WORK TO BE COMPLETED: Output every line of the entries from the line containing "Shot-chart audit: point to every instance of the hazy" through the last, exactly, with no other content.

RECORDS FOR THE TASK:
------------------------------

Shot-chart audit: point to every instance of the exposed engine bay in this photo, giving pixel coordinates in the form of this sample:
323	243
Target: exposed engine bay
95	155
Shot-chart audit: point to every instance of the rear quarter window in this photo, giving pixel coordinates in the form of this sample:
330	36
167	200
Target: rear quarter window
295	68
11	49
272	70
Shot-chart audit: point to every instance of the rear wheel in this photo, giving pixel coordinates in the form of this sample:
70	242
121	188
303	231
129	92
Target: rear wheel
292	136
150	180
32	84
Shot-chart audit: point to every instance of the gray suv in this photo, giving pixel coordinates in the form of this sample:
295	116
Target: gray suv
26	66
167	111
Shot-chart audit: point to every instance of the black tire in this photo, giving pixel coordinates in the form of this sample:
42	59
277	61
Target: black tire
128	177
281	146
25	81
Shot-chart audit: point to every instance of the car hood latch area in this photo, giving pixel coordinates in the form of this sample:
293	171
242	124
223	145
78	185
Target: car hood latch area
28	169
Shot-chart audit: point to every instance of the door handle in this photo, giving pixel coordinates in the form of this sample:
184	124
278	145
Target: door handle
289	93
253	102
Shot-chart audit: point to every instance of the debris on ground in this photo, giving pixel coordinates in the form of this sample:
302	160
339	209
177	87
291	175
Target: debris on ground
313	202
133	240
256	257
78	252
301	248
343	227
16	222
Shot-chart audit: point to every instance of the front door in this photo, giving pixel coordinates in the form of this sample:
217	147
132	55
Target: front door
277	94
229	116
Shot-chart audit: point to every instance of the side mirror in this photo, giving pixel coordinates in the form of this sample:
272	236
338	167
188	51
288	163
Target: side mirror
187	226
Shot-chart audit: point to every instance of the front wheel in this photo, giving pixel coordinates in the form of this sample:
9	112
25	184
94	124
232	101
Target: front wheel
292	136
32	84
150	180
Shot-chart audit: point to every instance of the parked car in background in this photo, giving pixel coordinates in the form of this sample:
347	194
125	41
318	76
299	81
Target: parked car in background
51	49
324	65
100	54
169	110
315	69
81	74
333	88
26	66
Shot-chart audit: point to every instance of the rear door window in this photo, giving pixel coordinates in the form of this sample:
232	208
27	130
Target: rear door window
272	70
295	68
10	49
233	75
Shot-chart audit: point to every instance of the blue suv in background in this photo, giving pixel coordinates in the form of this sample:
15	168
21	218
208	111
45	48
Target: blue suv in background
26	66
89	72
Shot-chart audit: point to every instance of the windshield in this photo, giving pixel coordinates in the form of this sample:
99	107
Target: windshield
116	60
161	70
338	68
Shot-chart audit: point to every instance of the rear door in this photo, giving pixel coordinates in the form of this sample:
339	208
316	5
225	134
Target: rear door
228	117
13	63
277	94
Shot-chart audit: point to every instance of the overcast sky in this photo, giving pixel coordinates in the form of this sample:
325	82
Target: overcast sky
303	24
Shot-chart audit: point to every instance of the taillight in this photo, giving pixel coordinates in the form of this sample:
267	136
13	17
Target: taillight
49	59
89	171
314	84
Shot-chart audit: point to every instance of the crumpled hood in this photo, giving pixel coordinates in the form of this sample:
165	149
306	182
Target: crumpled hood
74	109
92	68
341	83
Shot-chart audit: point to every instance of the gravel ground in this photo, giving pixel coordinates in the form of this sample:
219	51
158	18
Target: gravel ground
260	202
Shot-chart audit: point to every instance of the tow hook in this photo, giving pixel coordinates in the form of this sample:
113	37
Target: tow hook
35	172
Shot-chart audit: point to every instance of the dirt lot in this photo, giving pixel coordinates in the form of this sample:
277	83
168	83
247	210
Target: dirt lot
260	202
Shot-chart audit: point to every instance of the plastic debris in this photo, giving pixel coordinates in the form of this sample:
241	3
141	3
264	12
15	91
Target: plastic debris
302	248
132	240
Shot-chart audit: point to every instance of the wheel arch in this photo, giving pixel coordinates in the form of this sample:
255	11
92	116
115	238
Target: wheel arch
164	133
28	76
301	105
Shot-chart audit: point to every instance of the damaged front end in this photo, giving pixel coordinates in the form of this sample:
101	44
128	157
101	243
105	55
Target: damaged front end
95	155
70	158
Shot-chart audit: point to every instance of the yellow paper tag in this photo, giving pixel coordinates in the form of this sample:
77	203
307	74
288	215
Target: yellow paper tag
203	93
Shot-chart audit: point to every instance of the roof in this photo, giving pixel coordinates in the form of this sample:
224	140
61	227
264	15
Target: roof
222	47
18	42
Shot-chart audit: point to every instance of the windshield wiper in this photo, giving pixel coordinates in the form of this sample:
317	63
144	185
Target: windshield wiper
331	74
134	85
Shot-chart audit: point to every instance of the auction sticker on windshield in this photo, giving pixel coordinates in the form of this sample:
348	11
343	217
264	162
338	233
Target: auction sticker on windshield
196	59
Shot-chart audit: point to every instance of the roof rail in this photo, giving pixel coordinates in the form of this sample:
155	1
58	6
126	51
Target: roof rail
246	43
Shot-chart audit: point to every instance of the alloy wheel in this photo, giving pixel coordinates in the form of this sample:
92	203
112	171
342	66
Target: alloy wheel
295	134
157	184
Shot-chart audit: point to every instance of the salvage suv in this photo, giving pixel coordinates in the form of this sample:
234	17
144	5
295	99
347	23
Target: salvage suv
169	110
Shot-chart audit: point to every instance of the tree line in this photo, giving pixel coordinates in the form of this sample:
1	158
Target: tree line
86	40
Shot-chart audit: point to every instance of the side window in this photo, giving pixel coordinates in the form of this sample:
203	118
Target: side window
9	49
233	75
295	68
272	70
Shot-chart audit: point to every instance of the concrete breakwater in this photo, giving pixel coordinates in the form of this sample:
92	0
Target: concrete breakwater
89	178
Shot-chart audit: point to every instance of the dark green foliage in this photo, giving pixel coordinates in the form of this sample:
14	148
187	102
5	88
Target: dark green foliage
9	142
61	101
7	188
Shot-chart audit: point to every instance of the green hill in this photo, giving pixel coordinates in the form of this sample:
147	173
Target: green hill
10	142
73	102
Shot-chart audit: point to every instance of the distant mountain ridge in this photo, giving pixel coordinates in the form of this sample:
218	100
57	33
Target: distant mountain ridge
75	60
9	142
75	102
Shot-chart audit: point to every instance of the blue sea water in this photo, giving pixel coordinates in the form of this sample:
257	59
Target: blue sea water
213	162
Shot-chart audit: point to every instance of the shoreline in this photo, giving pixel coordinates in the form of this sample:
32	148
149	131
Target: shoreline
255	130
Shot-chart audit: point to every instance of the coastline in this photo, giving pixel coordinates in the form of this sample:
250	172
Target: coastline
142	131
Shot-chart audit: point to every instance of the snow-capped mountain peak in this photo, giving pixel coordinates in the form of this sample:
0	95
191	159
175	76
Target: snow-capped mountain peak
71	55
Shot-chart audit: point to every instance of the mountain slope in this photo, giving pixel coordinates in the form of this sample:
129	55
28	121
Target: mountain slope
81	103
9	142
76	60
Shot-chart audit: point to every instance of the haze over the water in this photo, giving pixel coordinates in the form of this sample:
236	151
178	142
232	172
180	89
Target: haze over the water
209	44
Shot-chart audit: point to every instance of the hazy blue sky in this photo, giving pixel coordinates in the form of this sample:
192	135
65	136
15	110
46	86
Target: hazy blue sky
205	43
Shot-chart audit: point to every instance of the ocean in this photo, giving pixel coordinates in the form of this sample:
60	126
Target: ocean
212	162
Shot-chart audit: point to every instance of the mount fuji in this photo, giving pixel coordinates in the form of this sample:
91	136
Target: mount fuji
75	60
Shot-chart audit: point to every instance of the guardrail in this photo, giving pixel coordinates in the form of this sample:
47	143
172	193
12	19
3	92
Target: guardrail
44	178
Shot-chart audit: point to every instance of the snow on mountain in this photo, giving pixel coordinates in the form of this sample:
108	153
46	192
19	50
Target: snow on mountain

------------------------------

OUTPUT FOR THIS TASK:
Shot-chart audit: point to every instance of the hazy blue sky in this photo, giving pixel coordinates in the form of this sample:
192	135
65	136
15	110
46	86
Target: hazy blue sky
205	43
Shot-chart audit: point to every instance of the ocean in this photo, giving pixel coordinates in the form of this sample:
60	126
Target: ocean
212	162
Shot-chart audit: point to every instance of the mount fuji in this photo, giving pixel coordinates in the form of this sample:
91	136
Target: mount fuji
75	60
Shot-chart audit: point to every instance of the guardrail in this photo, giving pixel coordinates in the form of this sample:
47	143
172	193
12	19
3	92
Target: guardrail
44	178
Shot-chart audit: point to every instance of the snow on mountain in this photo, giving pixel coordinates in the form of this sample:
108	153
46	192
19	50
Target: snow on mountain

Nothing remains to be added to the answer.